• What you should do
Pull out every line below that contains the word "water".

Boundary annotation records
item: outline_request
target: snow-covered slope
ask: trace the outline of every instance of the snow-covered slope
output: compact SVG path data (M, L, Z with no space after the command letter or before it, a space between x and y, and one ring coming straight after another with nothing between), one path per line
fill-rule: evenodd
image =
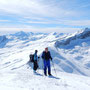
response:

---

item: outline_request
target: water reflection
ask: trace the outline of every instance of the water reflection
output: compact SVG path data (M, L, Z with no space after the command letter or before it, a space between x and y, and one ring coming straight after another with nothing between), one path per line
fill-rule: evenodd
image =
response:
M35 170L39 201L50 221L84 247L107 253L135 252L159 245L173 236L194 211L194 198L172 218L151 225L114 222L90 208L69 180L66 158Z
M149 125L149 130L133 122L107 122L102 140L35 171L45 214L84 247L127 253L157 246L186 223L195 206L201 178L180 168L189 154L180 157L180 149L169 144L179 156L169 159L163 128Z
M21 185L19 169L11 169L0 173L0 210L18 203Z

...

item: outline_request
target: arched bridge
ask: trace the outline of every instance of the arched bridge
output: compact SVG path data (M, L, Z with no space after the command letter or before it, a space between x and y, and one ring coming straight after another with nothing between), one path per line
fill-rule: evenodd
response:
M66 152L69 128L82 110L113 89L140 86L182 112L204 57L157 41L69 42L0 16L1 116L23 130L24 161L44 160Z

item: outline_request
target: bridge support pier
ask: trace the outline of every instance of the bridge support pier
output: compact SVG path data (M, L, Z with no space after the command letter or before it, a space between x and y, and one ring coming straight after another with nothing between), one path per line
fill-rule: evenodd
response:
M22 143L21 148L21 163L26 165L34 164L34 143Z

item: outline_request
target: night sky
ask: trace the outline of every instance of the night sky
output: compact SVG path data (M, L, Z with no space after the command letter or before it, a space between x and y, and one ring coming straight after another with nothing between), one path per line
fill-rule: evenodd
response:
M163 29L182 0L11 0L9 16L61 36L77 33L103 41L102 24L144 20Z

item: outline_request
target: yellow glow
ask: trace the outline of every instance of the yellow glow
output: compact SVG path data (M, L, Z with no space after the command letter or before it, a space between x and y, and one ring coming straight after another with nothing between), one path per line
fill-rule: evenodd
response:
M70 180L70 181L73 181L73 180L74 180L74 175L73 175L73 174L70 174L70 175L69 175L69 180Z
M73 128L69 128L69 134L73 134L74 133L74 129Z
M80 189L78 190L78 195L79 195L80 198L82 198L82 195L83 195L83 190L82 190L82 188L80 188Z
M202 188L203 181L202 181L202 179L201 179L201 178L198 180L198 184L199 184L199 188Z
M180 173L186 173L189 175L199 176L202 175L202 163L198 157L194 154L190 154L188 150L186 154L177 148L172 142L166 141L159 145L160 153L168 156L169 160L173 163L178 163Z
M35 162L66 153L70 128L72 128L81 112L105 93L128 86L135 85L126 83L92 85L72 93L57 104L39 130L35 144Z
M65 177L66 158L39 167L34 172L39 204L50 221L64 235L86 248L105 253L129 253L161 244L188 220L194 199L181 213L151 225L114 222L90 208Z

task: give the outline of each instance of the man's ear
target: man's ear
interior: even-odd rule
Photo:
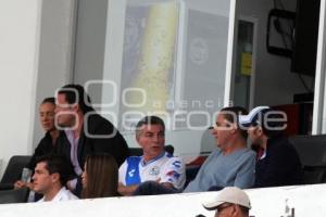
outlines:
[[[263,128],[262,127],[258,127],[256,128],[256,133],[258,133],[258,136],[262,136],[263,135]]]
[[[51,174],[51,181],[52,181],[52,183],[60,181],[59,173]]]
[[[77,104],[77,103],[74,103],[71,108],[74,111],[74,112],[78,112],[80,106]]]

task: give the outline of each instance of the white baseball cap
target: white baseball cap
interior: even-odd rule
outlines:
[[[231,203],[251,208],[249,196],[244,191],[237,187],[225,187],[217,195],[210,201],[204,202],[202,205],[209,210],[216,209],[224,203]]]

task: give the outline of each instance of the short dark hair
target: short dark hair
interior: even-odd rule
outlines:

• Finished task
target: water reflection
ask: trace the outline of every instance of the water reflection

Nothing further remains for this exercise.